● What you need to do: Set down, word for word, the stretch of lines from the one containing "Practice step: locate the grass meadow" to the end of the records below.

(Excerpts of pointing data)
(begin)
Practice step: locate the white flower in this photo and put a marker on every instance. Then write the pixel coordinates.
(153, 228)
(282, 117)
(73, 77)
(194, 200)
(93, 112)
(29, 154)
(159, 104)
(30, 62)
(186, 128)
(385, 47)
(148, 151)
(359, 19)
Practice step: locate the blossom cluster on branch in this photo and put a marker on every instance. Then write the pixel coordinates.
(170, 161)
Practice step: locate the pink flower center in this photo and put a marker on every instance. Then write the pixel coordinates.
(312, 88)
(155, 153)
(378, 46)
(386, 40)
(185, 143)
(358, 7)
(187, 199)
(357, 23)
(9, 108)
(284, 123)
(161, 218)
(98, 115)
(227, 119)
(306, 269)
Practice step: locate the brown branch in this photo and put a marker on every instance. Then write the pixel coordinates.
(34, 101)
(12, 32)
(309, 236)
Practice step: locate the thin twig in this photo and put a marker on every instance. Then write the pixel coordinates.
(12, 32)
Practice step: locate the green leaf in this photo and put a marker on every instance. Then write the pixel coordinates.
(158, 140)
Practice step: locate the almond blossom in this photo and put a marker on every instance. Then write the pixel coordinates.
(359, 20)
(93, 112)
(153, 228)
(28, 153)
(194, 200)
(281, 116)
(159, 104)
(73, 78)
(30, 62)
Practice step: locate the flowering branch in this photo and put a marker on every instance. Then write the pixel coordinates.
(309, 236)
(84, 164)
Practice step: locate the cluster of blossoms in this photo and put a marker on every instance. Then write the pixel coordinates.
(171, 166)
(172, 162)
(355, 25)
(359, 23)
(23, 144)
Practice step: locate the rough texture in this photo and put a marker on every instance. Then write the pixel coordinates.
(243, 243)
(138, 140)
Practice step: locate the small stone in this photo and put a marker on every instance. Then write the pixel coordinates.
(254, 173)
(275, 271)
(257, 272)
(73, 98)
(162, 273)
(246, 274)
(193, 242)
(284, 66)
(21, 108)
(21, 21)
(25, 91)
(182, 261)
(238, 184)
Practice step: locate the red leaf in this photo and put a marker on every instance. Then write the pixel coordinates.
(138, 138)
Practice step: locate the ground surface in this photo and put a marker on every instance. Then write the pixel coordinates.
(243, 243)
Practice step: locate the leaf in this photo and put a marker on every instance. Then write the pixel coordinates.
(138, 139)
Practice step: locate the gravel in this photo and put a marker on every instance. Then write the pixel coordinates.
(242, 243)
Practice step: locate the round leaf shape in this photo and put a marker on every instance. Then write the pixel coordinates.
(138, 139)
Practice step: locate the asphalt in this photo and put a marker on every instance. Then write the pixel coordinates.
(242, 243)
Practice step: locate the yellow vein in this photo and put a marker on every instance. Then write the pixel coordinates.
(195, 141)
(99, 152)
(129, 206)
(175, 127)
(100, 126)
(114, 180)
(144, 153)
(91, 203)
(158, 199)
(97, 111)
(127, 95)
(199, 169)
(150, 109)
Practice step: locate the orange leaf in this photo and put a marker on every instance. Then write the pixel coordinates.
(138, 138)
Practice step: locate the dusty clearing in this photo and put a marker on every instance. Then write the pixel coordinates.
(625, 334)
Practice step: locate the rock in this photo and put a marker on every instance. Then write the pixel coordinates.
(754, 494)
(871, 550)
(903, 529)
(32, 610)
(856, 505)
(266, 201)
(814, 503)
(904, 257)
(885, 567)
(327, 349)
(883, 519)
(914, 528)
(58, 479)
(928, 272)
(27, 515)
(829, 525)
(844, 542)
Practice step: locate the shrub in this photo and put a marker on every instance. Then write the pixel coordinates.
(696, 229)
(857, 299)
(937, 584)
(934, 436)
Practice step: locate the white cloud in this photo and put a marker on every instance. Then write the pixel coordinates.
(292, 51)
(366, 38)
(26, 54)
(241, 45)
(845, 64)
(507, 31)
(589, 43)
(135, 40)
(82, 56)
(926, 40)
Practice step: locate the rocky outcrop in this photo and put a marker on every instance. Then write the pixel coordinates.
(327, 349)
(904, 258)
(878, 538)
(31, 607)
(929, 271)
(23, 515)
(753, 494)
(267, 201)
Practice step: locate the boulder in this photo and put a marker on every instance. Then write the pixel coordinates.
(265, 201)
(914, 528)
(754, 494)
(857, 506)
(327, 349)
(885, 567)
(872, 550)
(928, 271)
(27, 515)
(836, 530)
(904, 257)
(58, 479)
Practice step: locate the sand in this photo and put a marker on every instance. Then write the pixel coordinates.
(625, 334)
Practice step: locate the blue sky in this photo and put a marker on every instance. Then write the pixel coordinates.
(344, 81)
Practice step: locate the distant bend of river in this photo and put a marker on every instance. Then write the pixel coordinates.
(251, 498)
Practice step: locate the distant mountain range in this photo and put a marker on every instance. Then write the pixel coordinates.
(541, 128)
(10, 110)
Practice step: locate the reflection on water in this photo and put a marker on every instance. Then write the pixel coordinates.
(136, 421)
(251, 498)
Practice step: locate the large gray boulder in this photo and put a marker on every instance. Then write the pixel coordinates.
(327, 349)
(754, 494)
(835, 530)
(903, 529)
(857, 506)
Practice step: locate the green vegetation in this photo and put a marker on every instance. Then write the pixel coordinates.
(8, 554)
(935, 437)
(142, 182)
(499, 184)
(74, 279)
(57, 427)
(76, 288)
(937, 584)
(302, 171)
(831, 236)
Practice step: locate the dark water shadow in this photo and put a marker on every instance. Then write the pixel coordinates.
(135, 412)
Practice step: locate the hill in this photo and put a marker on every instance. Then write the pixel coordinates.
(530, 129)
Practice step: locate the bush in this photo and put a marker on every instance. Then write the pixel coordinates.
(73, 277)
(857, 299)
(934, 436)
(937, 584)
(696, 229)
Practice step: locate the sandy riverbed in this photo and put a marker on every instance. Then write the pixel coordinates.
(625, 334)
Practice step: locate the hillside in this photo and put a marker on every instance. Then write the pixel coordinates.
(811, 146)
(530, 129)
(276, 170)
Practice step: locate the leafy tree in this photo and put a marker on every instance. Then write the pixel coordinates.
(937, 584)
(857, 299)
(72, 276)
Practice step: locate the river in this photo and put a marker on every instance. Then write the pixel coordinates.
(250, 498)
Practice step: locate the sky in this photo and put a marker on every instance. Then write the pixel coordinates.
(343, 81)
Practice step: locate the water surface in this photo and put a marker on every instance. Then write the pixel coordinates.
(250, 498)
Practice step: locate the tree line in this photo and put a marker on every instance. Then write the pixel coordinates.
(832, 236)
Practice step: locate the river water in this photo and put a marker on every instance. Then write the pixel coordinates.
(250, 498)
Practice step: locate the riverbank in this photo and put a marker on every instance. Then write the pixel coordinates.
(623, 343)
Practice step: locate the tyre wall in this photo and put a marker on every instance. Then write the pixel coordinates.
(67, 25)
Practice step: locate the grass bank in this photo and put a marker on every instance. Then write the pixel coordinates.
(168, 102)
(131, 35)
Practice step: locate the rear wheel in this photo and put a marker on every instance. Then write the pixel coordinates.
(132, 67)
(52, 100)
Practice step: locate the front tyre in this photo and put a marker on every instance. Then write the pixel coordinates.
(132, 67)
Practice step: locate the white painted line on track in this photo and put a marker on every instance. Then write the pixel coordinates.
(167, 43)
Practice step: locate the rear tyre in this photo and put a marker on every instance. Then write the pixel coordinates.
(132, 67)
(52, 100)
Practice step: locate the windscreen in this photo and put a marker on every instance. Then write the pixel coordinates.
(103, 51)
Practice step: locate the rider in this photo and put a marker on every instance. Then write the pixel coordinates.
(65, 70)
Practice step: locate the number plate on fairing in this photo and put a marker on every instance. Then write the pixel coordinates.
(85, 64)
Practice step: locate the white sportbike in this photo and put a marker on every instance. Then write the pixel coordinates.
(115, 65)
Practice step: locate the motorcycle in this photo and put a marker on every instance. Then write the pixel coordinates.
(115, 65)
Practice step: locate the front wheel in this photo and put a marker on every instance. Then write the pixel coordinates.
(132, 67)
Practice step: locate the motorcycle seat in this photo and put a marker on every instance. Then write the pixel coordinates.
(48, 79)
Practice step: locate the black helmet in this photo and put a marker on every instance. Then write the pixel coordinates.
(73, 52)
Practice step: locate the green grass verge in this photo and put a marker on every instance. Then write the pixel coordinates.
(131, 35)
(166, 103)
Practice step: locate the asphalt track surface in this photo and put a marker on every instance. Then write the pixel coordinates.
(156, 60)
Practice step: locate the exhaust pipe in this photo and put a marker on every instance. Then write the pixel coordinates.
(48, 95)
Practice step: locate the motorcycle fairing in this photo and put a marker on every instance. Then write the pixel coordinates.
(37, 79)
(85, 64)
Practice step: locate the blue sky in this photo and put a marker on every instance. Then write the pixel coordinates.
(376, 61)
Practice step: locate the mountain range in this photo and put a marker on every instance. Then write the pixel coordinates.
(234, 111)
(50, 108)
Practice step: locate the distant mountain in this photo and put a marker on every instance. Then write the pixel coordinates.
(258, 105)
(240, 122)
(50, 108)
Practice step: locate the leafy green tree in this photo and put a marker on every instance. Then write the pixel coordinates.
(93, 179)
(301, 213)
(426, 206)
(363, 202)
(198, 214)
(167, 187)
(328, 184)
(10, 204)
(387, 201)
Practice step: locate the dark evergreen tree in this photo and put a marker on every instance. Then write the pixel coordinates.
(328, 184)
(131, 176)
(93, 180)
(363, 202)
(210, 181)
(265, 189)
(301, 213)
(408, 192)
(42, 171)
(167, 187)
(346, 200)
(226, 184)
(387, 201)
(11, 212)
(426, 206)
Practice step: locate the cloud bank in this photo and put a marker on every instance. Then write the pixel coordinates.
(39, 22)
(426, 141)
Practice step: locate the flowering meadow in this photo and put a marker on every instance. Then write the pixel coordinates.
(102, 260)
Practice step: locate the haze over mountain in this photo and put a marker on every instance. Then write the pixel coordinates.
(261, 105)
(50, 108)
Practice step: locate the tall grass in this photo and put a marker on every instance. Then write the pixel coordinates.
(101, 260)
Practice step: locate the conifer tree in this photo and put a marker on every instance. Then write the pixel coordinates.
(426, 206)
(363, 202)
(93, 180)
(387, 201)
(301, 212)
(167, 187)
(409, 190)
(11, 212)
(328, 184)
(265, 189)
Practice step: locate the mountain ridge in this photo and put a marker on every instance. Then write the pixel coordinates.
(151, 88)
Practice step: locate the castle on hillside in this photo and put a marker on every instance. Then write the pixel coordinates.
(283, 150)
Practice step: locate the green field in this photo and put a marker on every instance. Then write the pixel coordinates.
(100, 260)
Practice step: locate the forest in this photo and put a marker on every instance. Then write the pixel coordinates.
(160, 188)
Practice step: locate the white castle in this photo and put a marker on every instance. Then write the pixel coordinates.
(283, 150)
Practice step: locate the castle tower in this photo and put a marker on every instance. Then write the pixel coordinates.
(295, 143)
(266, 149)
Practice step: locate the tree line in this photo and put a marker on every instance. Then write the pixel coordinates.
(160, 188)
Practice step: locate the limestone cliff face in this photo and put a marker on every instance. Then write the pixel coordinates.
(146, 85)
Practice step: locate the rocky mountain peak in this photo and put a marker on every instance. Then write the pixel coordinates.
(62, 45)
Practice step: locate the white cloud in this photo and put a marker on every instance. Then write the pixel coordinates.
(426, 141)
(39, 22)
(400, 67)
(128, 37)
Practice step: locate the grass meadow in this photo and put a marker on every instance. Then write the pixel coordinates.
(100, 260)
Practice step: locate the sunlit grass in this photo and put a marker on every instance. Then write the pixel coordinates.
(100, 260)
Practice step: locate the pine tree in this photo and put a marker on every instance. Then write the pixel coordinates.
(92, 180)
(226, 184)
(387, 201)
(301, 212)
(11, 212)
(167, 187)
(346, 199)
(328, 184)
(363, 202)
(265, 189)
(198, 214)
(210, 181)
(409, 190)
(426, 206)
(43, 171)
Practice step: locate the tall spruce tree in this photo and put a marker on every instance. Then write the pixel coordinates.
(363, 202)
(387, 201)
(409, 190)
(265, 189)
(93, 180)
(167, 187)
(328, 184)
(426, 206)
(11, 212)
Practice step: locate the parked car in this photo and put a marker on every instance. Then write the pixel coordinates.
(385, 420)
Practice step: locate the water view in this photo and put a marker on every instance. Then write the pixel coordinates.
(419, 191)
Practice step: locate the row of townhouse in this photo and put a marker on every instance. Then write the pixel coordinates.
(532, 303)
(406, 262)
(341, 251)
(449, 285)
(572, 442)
(end)
● Answer to this problem:
Practice step: locate the grass meadow in this photo and put a marker on every instance. Then write the pixel coordinates.
(100, 260)
Practice step: locate the sunlit grass in this photo and put a marker on every instance. Then write the pixel coordinates.
(100, 260)
Practice step: locate the pine tree in this photo and put a marker on every instance. Then write the pixel coordinates.
(92, 180)
(226, 184)
(387, 201)
(301, 212)
(11, 212)
(167, 187)
(346, 199)
(328, 184)
(363, 202)
(265, 189)
(198, 214)
(210, 181)
(409, 190)
(426, 206)
(43, 171)
Practice step: locate the tall spruce tree in this photo and put a marker on every instance. Then write the pixel coordinates.
(363, 202)
(387, 201)
(409, 190)
(265, 189)
(93, 180)
(167, 187)
(328, 184)
(426, 206)
(11, 212)
Practice step: locate the parked car in this photo and put a marker on every instance. Then write the pixel coordinates.
(385, 420)
Practice step: locate the water view in this photo and put a marker on every instance. Then write the pixel coordinates.
(419, 191)
Practice step: locate the row of townhouse in this photo and put a marker on every instance. Then write the pixel coordinates.
(532, 303)
(406, 262)
(341, 251)
(449, 285)
(572, 442)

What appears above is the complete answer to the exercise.